Provided passage ::
This section covers the following DDN arrays:
- S2A 8500
- S2A 9500
- S2A 9550
Setting Readahead and MF
For the S2A DDN 8500 storage array, we recommend that you disable readahead. In a 1000-client system, if each client has up to 8 read RPCs in flight, then this is 8 * 1000 * 1 MB = 8 GB of reads in flight. With a DDN cache in the range of 2 to 5 GB (depending on the model), it is unlikely that the LUN-based readahead would have ANY cache hits even if the file data were contiguous on disk (generally, file data is not contiguous). The Multiplication Factor (MF) also influences the readahead; you should disable it.
CLI commands for the DDN are:
cache prefetch=0 cache MF=off
For the S2A 9500 and S2A 9550 DDN storage arrays, we recommend that you use the above commands to disable readahead.
Setting Segment Size
The cache segment size noticeably affects I/O performance. Set the cache segment size differently on the MDT (which does small, random I/O) and on the OST (which does large, contiguous I/O). In customer testing, we have found the optimal values to be 64 KB for the MDT and 1 MB for the OST.
Note: The cache size parameter is common to all LUNs on a single DDN and cannot be changed on a per-LUN basis.
These are CLI commands for the DDN.
- For the MDT LUN:
$ cache size=64 size is in KB, 64, 128, 256, 512, 1024, and 2048. Default 128
- For the OST LUN:
$ cache size=1024
Setting Write-Back Cache
Performance is noticeably improved by running Lustre with write-back cache turned on. However, there is a risk that when the DDN controller crashes you need to run e2fsck. Still, it takes less time than the performance hit from running with the write-back cache turned off.
For increased data security and in failover configurations, you may prefer to run with write-back cache off. However, you might experience performance problems with the small writes during journal flush. In this mode, it is highly beneficial to increase the number of OST service threads option ost ost_num_threads=512 in /etc/modprobe.conf. The OST should have enough RAM (about 1.5 MB /thread is preallocated for I/O buffers). Having more I/O threads allows you to have more I/O requests in flight, waiting for the disk to complete the synchronous write.

Given data ::
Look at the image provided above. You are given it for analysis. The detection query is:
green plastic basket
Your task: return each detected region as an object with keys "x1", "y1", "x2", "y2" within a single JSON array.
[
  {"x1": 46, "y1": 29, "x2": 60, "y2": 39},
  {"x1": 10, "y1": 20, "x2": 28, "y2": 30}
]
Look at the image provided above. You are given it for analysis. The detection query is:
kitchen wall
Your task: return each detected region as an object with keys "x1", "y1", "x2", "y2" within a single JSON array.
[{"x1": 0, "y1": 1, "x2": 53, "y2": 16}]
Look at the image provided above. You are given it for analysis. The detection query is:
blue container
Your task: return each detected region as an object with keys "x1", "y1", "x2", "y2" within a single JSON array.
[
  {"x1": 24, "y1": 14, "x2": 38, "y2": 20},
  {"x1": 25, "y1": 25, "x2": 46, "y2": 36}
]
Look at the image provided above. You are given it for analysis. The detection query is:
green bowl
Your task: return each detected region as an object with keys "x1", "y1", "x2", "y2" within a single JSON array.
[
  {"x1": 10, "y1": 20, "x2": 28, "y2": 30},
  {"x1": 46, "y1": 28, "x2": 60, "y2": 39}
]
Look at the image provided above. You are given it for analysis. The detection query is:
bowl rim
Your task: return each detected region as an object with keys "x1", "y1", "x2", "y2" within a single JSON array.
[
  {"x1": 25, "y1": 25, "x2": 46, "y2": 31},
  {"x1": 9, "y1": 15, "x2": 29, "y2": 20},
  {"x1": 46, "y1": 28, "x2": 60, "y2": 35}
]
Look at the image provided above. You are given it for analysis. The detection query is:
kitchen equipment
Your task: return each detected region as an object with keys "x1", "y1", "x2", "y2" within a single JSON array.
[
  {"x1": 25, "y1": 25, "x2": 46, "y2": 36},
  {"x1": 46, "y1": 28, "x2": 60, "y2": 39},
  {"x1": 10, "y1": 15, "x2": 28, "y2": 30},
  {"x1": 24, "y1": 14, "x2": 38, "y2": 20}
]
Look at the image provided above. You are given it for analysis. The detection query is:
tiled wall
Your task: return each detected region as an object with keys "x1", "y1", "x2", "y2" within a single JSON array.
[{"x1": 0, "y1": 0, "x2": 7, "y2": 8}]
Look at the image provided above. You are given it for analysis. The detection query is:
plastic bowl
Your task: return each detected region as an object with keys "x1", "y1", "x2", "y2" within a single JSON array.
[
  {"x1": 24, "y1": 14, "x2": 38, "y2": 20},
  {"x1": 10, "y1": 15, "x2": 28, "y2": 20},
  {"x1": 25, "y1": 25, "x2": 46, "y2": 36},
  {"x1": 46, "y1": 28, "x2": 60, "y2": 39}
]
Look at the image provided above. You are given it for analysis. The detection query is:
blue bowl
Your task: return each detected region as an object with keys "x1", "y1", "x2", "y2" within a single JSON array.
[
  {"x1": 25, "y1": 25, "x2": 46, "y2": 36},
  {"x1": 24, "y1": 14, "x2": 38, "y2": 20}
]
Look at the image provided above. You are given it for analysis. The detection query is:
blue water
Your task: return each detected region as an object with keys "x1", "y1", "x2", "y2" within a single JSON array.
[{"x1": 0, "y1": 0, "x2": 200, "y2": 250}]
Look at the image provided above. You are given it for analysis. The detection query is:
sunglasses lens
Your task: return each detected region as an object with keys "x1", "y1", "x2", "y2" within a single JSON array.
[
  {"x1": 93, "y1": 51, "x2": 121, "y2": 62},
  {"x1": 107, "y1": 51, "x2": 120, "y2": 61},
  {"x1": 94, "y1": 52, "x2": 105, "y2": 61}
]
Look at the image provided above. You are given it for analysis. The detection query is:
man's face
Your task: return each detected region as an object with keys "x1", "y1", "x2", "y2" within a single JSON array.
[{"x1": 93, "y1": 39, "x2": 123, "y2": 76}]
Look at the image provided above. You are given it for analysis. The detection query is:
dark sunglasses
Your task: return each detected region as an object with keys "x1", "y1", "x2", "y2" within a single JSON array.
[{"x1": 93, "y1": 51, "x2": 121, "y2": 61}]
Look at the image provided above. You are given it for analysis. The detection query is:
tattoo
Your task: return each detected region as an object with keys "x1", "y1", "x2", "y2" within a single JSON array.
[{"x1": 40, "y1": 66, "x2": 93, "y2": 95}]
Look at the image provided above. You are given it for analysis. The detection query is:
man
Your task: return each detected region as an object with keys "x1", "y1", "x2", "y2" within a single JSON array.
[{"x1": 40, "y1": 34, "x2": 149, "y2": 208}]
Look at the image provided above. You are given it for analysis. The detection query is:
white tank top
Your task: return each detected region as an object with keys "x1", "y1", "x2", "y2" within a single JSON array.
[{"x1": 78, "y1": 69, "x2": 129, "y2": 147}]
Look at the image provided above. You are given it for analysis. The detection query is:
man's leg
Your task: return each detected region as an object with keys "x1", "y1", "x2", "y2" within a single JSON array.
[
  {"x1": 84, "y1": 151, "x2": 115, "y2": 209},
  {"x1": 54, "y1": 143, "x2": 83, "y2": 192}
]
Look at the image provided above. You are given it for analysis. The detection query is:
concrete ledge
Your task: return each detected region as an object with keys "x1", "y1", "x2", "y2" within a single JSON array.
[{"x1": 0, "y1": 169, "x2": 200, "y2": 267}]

Work instructions ::
1. List every DDN array model that the DDN tuning text says it covers.
2. Quote the stretch of the DDN tuning text from "Note: The cache" through "cache turned off.".
The data placed after the DDN tuning text is separate material.

Final answers ::
1.
- S2A 8500
- S2A 9500
- S2A 9550

2.
Note: The cache size parameter is common to all LUNs on a single DDN and cannot be changed on a per-LUN basis.
These are CLI commands for the DDN.
- For the MDT LUN:
$ cache size=64 size is in KB, 64, 128, 256, 512, 1024, and 2048. Default 128
- For the OST LUN:
$ cache size=1024
Setting Write-Back Cache
Performance is noticeably improved by running Lustre with write-back cache turned on. However, there is a risk that when the DDN controller crashes you need to run e2fsck. Still, it takes less time than the performance hit from running with the write-back cache turned off.